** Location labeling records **
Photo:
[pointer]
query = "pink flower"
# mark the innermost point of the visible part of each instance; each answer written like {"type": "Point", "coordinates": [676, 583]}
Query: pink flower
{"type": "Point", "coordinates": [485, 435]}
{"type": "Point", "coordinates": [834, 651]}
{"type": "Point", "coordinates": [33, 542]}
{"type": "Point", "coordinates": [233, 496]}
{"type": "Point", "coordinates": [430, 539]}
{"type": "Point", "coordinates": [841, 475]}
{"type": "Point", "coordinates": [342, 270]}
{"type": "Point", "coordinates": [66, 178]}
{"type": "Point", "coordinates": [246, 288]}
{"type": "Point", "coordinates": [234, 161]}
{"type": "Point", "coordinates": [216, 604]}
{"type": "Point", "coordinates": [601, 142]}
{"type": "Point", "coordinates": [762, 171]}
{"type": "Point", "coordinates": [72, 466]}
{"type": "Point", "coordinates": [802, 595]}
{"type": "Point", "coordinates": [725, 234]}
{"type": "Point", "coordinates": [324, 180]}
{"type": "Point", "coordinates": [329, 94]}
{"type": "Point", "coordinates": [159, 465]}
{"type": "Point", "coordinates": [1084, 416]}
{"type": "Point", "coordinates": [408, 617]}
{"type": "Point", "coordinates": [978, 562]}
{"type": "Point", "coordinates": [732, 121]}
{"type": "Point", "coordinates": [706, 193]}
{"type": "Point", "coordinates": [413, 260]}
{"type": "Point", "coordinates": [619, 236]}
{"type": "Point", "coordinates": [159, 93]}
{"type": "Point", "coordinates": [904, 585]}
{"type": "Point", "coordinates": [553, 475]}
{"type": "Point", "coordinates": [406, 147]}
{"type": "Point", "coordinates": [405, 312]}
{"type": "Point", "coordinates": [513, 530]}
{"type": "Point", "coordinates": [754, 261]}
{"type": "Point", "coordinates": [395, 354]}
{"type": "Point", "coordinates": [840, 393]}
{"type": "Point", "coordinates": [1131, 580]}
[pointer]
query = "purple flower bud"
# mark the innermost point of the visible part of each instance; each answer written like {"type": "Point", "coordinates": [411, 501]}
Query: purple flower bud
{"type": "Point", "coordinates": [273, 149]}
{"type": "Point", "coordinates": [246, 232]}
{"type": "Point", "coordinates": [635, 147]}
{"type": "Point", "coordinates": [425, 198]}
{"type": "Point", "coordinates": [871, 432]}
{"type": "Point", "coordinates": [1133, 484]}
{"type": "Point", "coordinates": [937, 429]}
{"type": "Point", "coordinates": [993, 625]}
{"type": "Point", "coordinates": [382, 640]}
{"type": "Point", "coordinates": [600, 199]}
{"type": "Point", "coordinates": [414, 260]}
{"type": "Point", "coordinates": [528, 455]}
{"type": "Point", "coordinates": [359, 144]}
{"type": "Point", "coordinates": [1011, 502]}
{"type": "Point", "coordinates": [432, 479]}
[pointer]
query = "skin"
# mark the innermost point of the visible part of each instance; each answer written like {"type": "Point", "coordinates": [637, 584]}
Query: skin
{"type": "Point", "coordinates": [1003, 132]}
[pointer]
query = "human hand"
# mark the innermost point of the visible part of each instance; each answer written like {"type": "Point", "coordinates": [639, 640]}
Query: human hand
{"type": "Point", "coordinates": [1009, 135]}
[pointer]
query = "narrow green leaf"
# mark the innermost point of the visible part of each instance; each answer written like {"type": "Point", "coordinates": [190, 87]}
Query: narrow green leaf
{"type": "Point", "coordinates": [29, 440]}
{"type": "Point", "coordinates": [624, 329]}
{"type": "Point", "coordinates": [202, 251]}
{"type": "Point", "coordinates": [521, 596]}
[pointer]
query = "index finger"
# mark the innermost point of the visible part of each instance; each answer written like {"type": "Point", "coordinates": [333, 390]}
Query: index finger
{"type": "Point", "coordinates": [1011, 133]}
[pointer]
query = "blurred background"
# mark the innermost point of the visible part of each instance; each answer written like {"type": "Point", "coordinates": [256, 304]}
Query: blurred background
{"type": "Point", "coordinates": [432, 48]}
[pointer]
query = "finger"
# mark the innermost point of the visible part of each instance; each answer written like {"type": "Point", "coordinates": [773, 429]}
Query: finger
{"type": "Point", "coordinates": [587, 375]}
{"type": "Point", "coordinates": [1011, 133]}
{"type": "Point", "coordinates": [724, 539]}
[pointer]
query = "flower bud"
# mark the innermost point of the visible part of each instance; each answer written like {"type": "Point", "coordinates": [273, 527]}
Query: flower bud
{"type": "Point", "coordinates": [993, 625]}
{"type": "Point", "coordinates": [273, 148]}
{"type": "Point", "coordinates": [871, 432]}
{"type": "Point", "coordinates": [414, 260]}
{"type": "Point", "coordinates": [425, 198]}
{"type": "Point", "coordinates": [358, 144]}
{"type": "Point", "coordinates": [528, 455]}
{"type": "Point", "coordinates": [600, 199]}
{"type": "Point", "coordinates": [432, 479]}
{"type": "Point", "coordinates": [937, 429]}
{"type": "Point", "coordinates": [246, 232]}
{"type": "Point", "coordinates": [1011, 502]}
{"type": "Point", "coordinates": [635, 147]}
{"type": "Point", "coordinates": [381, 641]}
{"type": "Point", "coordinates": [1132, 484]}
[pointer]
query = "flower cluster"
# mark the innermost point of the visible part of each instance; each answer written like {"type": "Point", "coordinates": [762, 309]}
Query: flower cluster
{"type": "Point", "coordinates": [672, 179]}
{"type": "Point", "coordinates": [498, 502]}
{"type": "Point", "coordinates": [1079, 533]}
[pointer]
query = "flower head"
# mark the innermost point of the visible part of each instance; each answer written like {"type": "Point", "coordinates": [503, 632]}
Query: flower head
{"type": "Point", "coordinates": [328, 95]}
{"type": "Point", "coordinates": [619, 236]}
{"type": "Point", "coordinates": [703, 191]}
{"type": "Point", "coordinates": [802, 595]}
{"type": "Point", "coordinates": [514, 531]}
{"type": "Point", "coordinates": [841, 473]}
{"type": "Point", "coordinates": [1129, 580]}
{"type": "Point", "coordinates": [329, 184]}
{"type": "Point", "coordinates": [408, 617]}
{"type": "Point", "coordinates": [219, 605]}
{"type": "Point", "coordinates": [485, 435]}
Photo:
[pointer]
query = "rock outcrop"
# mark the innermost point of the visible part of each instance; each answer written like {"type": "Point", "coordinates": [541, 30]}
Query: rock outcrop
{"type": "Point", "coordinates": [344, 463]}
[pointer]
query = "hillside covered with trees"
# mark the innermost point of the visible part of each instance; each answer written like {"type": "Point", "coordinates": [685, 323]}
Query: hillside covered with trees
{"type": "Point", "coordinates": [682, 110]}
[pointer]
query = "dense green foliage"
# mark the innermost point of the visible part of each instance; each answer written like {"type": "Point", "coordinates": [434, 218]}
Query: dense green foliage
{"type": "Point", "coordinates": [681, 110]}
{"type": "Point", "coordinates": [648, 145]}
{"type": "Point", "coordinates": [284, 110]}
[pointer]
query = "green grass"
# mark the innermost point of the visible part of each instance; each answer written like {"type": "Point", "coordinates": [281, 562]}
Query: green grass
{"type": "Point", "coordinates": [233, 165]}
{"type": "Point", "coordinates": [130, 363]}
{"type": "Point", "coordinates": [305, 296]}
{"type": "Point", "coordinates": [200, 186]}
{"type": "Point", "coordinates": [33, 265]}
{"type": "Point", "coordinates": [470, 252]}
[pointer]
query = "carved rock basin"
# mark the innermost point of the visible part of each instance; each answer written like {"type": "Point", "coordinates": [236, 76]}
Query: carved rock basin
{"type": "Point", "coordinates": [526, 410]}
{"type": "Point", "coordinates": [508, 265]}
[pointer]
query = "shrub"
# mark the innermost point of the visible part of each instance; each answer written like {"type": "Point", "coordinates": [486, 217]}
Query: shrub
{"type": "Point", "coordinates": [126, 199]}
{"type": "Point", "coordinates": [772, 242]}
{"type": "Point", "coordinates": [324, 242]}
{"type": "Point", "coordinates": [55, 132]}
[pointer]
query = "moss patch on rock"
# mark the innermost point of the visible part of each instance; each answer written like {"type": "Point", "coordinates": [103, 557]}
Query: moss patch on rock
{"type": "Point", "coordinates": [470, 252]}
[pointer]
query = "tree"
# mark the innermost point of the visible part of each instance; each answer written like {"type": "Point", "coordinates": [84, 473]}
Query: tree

** Prompt **
Which lines in the entries above contain the string "grass"? Show every such line, treating uppercase and lowercase as different.

** Exercise result **
query = "green grass"
Query: green grass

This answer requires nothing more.